== TEKS BACAAN ==
Revitalisasi Bahasa Daerah di Desa Sepa

PBSI, STKIP Gotong Royong – Bahasa Sepa adalah salah satu bahasa yang berada di Kecamatan Amahai Kabupaten Maluku Tengah. Jumlah penduduk di desa Sepa ialah sebanyak 13.000 jiwa (jumlah ini sudah termasuk suku Nuaulu yang masuk dalam petuanan desa Sepa), sementara penutur natif Bahasa Sepa diperkirakan mencapai 7.000 jiwa (termasuk penutur natif bahasa Sepa yang berada di desa Administratif Yainuelo). Salah satu ciri bahasa Sepa ialah bahasa ini merupakan bahasa vokalis dikarenakan pada pembendaharan kata/ataupun tuturan bahasa Sepa, katanya selalu berakhir dengan vokal selain kata-kata penguatan, kata-katanya senantiasa bersuku hidup.

Perubahan dan asimilasi bahasa yang dinyatakan Bellwood (1995) secara umum dalam cabang bahasa Malayo-Polinesia terefleksi dalam diversitas bahasa di Maluku. Memang dari segi ilmu linguistik, keberagaman bahasa daerah di Maluku luar biasa. Hal ini sudah lama diketahui. Malah, sudah sejak kurun ke-16 (Galvão 1544 dalam Jacobs 1971) ditegaskani bahwa di Maluku memang terdapat banyak bahasa. Dalam surat yang tertanggal 10 Mei 1546 yang ditulis oleh Fransiskus Xaverius di Pulau Ambon ini (Sá 1954:499) Setiap pulau ini memilki bahasa sendiri, malah di sebuah pulau hampir setiap kampung memiliki bahasa yang berbeda dengan yang lain.
===
- **KUMPULAN LATIHAN**
- 1) Salin persis bagian teks tentang bahasa Sepa, mulai dari "Revitalisasi Bahasa Daerah" sampai dengan "senantiasa bersuku hidup.".
- 2) Terjemahkan kalimat dari teks tentang bahasa Sepa ini ke dalam bahasa Inggris: "Memang dari segi ilmu linguistik, keberagaman bahasa daerah di Maluku luar biasa."
Kerjakan hanya dengan berpedoman pada teks bacaan ini.
== ISI DATA ==
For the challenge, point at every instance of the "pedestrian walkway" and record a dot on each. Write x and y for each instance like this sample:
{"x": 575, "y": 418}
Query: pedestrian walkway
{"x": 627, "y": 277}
===
- **JAWABAN BERURUTAN**
- 1)
Revitalisasi Bahasa Daerah di Desa Sepa

PBSI, STKIP Gotong Royong – Bahasa Sepa adalah salah satu bahasa yang berada di Kecamatan Amahai Kabupaten Maluku Tengah. Jumlah penduduk di desa Sepa ialah sebanyak 13.000 jiwa (jumlah ini sudah termasuk suku Nuaulu yang masuk dalam petuanan desa Sepa), sementara penutur natif Bahasa Sepa diperkirakan mencapai 7.000 jiwa (termasuk penutur natif bahasa Sepa yang berada di desa Administratif Yainuelo). Salah satu ciri bahasa Sepa ialah bahasa ini merupakan bahasa vokalis dikarenakan pada pembendaharan kata/ataupun tuturan bahasa Sepa, katanya selalu berakhir dengan vokal selain kata-kata penguatan, kata-katanya senantiasa bersuku hidup.

- 2) Indeed, from the standpoint of linguistics, the diversity of regional languages in Maluku is extraordinary.